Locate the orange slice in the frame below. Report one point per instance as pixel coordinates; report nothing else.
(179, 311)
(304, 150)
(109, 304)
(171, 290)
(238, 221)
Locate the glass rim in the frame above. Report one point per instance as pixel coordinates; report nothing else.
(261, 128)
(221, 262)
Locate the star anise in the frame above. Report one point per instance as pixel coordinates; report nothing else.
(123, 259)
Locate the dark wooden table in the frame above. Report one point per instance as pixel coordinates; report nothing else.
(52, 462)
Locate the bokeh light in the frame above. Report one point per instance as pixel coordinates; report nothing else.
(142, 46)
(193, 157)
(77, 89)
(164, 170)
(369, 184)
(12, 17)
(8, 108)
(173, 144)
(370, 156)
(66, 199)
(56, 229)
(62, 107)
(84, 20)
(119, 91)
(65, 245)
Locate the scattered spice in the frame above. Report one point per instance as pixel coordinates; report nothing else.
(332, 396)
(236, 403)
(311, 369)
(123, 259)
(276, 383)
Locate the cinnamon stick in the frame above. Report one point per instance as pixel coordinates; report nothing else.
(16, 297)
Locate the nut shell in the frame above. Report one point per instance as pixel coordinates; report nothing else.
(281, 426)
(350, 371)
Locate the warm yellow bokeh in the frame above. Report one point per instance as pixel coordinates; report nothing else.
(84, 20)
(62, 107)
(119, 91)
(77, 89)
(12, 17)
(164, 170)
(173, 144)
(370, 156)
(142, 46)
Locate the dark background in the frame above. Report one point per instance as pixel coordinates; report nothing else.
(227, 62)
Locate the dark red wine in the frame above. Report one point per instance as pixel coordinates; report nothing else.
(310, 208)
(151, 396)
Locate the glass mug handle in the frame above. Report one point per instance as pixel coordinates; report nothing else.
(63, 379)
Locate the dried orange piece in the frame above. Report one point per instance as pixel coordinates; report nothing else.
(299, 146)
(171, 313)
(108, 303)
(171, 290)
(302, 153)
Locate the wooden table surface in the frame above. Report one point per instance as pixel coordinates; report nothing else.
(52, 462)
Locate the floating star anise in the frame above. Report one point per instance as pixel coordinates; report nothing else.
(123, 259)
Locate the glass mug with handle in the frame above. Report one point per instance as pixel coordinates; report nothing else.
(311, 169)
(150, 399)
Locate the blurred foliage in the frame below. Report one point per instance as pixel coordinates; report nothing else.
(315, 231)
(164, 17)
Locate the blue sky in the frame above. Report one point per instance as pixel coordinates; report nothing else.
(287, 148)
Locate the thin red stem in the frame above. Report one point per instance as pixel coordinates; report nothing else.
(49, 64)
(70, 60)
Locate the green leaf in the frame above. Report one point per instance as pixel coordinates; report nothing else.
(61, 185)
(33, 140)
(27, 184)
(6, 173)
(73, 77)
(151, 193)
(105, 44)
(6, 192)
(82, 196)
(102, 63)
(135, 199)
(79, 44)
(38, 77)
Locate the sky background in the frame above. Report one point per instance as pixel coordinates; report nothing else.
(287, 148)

________

**Problem statement:**
Rewrite every one of the records above, changing each "pixel coordinates" to "image coordinates" and leaving everything else unchanged.

**The output:**
Locate the orange slice in the frame below. Report one point per instance as image coordinates; report nothing else.
(179, 311)
(304, 150)
(109, 304)
(171, 290)
(238, 221)
Locate the glass rim in the frame above. Report one point per instance as image coordinates; report nothing else.
(261, 128)
(221, 262)
Locate the star anise in the frame above. Report one point per instance as image coordinates; report nothing else.
(123, 259)
Locate the dark wooden table in the frame above. Report one point per instance as image coordinates; report nothing else.
(52, 462)
Locate the bokeh light in the frame above. Report one point per instance as image coordinates; report nothing else.
(142, 46)
(193, 157)
(77, 89)
(164, 170)
(369, 184)
(12, 17)
(8, 108)
(173, 144)
(370, 156)
(66, 199)
(56, 229)
(62, 107)
(84, 20)
(119, 91)
(65, 245)
Locate the scattered spice in the frame above. Report one point per instance as image coordinates; report nothing else.
(332, 396)
(236, 403)
(311, 369)
(123, 259)
(276, 383)
Locate the cinnamon stick in the frame above. Report one point per instance as image coordinates; report nothing else.
(16, 297)
Locate the nut shell in the frame above. Report one point per instance as image coordinates; report nothing else.
(281, 426)
(350, 371)
Locate the warm yellow bokeh in the frame above. Report one point per instance as image coordinates; report nothing else.
(84, 20)
(62, 107)
(119, 91)
(77, 89)
(12, 17)
(164, 170)
(173, 144)
(370, 156)
(142, 46)
Locate the dark background in the frame above. Report one point per instance as image coordinates; report nothing else.
(227, 62)
Locate the dark red wine in the frame above. Report one point per instance as image coordinates; report nothing else.
(310, 208)
(151, 396)
Locate the glass mug handle in the frame above. Report one point per instance as image coordinates; report nothing else.
(63, 379)
Locate the dried orange piece in the frame above. Report one point per instance as image coordinates; report nothing else.
(299, 146)
(171, 313)
(108, 303)
(171, 290)
(302, 153)
Locate the wooden table surface in the frame above. Report one point per instance as image coordinates; report nothing else.
(52, 462)
Locate the floating star anise in the frame above. Report one point per instance as image coordinates; report nothing else.
(123, 259)
Locate the glass mug with handle in the frame above. Report one point per instance as image coordinates; report nothing else.
(311, 169)
(150, 399)
Locate the blurred foliage in the frame below. Report one point per instance as image coordinates; report nothing else.
(315, 231)
(164, 17)
Locate the blue sky in the frame above. Report one point per instance as image coordinates; report nothing else.
(287, 148)
Locate the thin red stem in the frame above. Report one point per instance as image coordinates; report nothing else.
(49, 64)
(70, 60)
Locate the green leaf in the frame above. Report one point per instance as image coordinates; report nothing else.
(61, 185)
(33, 140)
(27, 184)
(6, 173)
(73, 77)
(151, 193)
(105, 44)
(6, 192)
(82, 196)
(102, 63)
(135, 199)
(79, 44)
(38, 77)
Locate the sky background in the frame above. Report one point per instance as image coordinates; report nothing else.
(287, 148)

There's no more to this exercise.